___ Page excerpt ___

The Range-clustered Table: A New Kind of Table in DB2 UDB V8.1.4

Wednesday Mar 31st 2004 by DatabaseJournal.com Staff
Share:

There's a new type of table in DB2 version 8.1.4. This table is supported through the ORGANIZE BY KEY SEQUENCE clause on the CREATE TABLE statement and can dramatically improve performance for some workloads.

by Paul C. Zikopoulos and Roman B. Melnyk

This article outlines range-clustered table (RCT) support in the IBM DB2 Universal Database (DB2 UDB) products as of Version 8.1.4. RCTs represent a new table type that is supported through the ORGANIZE BY KEY SEQUENCE clause on the CREATE TABLE statement.

This new feature can dramatically improve performance for some workloads. RCTs exploit a method of organizing rows in a table that allows for very fast direct access to any given row, or set of rows, without indexes. This is accomplished through sequential numeric primary key values (for example, an employee ID). Transaction processing applications often generate sequential numbers for use as primary key values; such databases will benefit the most from implementing RCTs.

___ Recorded information ___

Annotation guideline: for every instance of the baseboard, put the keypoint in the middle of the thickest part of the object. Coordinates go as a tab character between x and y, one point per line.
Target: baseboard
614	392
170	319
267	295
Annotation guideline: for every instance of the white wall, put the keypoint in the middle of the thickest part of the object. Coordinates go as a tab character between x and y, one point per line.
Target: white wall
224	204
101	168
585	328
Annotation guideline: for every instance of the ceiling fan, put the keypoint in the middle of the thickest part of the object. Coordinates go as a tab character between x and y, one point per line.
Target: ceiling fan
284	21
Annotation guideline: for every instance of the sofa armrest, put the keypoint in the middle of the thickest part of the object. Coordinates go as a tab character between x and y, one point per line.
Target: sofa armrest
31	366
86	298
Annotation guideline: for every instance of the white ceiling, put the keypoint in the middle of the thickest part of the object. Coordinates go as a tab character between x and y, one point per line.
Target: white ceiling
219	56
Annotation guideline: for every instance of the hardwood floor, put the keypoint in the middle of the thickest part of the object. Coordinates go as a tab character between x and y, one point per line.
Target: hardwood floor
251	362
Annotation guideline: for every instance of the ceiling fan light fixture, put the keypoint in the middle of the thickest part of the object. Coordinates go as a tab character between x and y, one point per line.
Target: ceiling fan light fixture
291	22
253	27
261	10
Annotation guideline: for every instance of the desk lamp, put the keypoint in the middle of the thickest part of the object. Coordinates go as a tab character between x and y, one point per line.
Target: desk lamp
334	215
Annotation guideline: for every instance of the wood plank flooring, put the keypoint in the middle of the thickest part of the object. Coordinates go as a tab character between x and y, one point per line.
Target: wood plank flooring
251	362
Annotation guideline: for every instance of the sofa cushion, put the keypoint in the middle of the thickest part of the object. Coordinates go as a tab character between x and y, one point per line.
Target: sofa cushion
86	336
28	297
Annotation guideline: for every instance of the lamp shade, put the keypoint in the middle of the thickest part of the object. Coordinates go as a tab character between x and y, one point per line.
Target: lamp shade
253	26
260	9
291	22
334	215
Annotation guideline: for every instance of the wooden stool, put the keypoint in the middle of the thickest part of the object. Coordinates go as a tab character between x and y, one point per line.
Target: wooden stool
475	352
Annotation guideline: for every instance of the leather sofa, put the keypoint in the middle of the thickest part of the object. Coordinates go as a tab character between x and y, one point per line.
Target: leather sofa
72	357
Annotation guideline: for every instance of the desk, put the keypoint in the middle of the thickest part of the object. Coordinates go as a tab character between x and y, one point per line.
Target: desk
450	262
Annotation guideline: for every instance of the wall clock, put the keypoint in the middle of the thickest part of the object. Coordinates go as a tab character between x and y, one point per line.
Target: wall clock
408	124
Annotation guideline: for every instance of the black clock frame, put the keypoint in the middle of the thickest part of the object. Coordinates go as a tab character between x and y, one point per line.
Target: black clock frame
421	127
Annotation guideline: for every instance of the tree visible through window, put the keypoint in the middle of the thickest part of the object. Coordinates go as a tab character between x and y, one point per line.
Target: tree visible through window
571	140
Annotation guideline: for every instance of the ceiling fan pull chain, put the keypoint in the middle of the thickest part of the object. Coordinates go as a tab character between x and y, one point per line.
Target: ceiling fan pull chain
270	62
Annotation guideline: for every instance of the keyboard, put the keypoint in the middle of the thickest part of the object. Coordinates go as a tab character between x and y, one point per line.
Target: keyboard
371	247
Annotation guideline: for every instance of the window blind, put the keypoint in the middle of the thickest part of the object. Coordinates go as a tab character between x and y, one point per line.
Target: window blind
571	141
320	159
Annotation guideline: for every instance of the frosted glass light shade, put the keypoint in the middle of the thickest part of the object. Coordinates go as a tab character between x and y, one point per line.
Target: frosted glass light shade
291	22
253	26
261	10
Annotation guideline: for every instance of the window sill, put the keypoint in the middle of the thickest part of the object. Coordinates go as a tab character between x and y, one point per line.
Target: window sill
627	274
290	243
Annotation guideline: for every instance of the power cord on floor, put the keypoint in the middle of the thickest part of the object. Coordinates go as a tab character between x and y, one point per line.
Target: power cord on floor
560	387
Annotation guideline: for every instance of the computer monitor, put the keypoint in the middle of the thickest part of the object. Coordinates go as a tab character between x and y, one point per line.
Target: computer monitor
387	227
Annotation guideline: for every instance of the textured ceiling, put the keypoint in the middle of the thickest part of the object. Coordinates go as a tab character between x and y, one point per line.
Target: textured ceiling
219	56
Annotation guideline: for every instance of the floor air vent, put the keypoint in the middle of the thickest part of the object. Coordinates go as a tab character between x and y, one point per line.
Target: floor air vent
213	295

___

Could you retype the entire range-clustered table article, word for word and line by line?

Final result:
The Range-clustered Table: A New Kind of Table in DB2 UDB V8.1.4

Wednesday Mar 31st 2004 by DatabaseJournal.com Staff
Share:

There's a new type of table in DB2 version 8.1.4. This table is supported through the ORGANIZE BY KEY SEQUENCE clause on the CREATE TABLE statement and can dramatically improve performance for some workloads.

by Paul C. Zikopoulos and Roman B. Melnyk

This article outlines range-clustered table (RCT) support in the IBM DB2 Universal Database (DB2 UDB) products as of Version 8.1.4. RCTs represent a new table type that is supported through the ORGANIZE BY KEY SEQUENCE clause on the CREATE TABLE statement.

This new feature can dramatically improve performance for some workloads. RCTs exploit a method of organizing rows in a table that allows for very fast direct access to any given row, or set of rows, without indexes. This is accomplished through sequential numeric primary key values (for example, an employee ID). Transaction processing applications often generate sequential numbers for use as primary key values; such databases will benefit the most from implementing RCTs.